* Problem requirements *
Pick out every line in the entries below that contains the word "shorts".

* Extracted information *

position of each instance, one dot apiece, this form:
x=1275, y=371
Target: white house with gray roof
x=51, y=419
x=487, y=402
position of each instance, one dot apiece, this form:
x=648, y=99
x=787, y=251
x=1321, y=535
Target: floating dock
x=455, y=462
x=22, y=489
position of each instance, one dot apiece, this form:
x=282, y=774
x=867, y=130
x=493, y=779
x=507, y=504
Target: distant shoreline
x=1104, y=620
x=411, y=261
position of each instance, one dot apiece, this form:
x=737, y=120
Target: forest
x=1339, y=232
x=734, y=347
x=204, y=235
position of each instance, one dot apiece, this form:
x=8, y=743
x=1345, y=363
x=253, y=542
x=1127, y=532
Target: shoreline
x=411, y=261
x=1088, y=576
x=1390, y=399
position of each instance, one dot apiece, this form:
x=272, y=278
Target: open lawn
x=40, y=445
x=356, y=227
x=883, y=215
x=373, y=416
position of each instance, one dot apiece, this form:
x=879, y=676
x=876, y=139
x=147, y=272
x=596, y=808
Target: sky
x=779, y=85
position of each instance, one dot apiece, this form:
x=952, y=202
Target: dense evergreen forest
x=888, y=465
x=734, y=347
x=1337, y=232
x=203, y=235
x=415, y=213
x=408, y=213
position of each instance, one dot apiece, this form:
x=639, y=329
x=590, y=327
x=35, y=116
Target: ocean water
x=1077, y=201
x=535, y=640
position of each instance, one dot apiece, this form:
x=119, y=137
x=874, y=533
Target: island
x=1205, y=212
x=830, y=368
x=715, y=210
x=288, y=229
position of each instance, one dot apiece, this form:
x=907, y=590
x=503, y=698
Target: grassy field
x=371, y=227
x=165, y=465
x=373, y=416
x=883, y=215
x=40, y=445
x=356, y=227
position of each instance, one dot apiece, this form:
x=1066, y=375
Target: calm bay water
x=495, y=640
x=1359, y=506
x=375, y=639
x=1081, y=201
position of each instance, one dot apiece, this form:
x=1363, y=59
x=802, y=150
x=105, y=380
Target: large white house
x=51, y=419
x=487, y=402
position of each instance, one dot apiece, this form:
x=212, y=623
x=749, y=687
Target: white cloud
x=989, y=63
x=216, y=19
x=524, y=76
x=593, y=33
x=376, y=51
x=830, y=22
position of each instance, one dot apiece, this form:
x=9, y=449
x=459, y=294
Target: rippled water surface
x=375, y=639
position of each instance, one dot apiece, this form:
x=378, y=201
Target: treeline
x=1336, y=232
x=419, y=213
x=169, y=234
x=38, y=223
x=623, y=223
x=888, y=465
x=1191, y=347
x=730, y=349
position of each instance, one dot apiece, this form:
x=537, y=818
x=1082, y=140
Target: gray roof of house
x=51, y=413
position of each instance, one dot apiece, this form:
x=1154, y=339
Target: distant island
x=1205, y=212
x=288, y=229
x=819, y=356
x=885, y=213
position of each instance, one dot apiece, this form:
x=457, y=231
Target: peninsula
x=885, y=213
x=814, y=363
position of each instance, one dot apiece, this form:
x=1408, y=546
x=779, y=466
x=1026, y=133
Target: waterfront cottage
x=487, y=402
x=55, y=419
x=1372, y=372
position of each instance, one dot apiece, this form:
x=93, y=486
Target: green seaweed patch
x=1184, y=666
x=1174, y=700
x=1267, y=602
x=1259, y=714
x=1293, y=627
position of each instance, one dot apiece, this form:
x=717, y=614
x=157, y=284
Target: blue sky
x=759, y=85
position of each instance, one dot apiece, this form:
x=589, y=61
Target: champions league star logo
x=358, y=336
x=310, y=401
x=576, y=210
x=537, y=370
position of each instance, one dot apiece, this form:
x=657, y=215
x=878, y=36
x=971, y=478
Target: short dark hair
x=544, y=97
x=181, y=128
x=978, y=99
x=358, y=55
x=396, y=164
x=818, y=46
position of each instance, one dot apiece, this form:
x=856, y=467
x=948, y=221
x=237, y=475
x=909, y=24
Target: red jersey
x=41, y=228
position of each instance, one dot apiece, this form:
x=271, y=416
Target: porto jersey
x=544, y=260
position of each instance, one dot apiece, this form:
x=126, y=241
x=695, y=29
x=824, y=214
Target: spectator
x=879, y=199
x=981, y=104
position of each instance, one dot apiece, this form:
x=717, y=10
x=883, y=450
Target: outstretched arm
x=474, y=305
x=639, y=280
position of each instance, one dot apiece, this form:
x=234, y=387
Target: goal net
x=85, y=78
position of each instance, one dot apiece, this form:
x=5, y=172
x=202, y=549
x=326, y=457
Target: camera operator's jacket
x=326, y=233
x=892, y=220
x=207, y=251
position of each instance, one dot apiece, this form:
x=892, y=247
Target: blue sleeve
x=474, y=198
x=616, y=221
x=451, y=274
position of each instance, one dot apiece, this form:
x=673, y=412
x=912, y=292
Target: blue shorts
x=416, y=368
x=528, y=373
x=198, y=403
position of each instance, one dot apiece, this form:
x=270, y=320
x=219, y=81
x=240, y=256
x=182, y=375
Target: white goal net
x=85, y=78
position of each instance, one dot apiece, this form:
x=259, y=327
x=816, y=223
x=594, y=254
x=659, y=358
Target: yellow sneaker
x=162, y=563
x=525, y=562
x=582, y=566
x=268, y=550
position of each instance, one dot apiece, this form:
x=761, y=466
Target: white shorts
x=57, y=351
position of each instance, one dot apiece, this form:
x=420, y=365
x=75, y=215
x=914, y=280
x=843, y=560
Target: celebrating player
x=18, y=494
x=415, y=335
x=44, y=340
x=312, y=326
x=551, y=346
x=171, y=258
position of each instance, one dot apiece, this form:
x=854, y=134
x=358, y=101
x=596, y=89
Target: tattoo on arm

* Task solution *
Target: blue shorts
Target: white shorts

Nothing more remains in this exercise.